Seattle Times staff reporter

Tensions between African Americans and newly arriving immigrants from Africa sometimes play out on school grounds. The same distrust shows up in small businesses, too, as evidenced by the reluctance of one group to hire the other.

And some believe those same tensions may have been a factor in the shooting a week ago of two immigrants — one Ethiopian man, one Eritrean — outside an Ethiopian restaurant in Seattle. One of the two men died. The survivor believed the shooter was an African-American woman.

In a rare meeting Wednesday, about a dozen African-American and African leaders sat down to discuss the distance between people who share ancestry and heritage, if not culture, and to develop ways to bridge the growing gap between them.

"We are going to rise together and we're going to fall together," said the Rev. Robert Jeffrey, of the New Hope Baptist Church in Seattle. "Until we embrace each other in a very visible way, there'll always be this level of division."

> _MATERIAL SUPPLIED_:
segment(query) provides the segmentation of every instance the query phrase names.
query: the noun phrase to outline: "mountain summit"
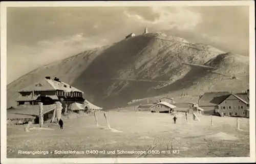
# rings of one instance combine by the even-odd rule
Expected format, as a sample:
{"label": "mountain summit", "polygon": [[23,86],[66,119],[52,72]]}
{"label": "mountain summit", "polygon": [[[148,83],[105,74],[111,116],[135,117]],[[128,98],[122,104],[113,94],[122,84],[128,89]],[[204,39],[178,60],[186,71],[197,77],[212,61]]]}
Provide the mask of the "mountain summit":
{"label": "mountain summit", "polygon": [[86,99],[109,109],[168,92],[179,96],[246,89],[249,58],[161,33],[145,33],[21,77],[7,86],[7,107],[15,106],[17,90],[46,76],[57,77],[83,91]]}

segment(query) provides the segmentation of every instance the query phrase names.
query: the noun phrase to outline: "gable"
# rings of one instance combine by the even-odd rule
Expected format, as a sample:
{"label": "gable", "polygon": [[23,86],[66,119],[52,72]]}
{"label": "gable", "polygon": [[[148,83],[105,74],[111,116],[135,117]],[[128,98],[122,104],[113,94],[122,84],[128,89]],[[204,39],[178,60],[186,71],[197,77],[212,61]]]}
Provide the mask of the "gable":
{"label": "gable", "polygon": [[241,100],[241,98],[240,98],[238,96],[236,96],[234,95],[233,95],[233,94],[230,95],[226,99],[225,99],[224,100],[223,100],[223,101],[222,102],[221,102],[221,103],[220,103],[220,104],[222,103],[223,102],[225,102],[226,100],[231,100],[231,101],[232,101],[232,100],[237,100],[237,101],[240,101],[241,102],[243,102],[243,103],[247,104],[247,103],[246,103],[246,102],[245,102],[243,100]]}

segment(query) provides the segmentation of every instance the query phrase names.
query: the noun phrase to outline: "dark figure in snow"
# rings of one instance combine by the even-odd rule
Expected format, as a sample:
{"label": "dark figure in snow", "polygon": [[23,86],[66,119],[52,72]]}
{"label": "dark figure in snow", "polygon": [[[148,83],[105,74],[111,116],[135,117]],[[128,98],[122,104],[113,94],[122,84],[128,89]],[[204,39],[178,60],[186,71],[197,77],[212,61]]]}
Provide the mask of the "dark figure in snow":
{"label": "dark figure in snow", "polygon": [[61,119],[59,119],[59,125],[60,127],[60,129],[63,129],[63,121],[61,120]]}
{"label": "dark figure in snow", "polygon": [[173,120],[174,121],[174,124],[176,124],[176,120],[177,120],[178,119],[176,118],[176,116],[174,116]]}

> _WRITTEN PROBLEM A_: Write out the part of the article on tensions between African Americans and African immigrants from "And some believe" to "gap between them.".
> _WRITTEN PROBLEM B_:
Answer these from the article on tensions between African Americans and African immigrants:
(i) Where did the shooting of the two immigrants take place?
(ii) About how many leaders met on Wednesday?
(iii) Which church is the Rev. Robert Jeffrey with?
> _WRITTEN PROBLEM C_: Continue the article on tensions between African Americans and African immigrants from its last paragraph.

> _RESPONSE A_:
And some believe those same tensions may have been a factor in the shooting a week ago of two immigrants — one Ethiopian man, one Eritrean — outside an Ethiopian restaurant in Seattle. One of the two men died. The survivor believed the shooter was an African-American woman.

In a rare meeting Wednesday, about a dozen African-American and African leaders sat down to discuss the distance between people who share ancestry and heritage, if not culture, and to develop ways to bridge the growing gap between them.

> _RESPONSE B_:
(i) Outside an Ethiopian restaurant in Seattle.
(ii) About a dozen.
(iii) The New Hope Baptist Church in Seattle.

> _RESPONSE C_:
The arrival of immigrants from Africa, particularly East Africa, has helped drive population growth in places like Seattle. In many large cities, tensions have led to conflict and all-out violence.

The shootings happened outside the Blue Nile Ethiopian restaurant, at 456 12th Ave.

Charlie James, a longtime African-American activist, said he called the meeting, which was held at the local offices of the Urban League, after the restaurant's owner expressed a feeling of isolation from the African-American community.

The group will meet again in a month at the Blue Nile. "We want to begin a dialogue here between Africans and African Americans working together as brothers and sisters," he said.

African-American leaders said the tension between African Americans and arriving immigrants is driven by economics and worsened by misconceptions about one another. Some at the meeting even suggested that some African Americans blame the immigrants for their problems.

"African Americans have watched their community [in the Central Area] change," James said. "They see a new group doing all the things that they used to do and that has created some interesting types of resentment."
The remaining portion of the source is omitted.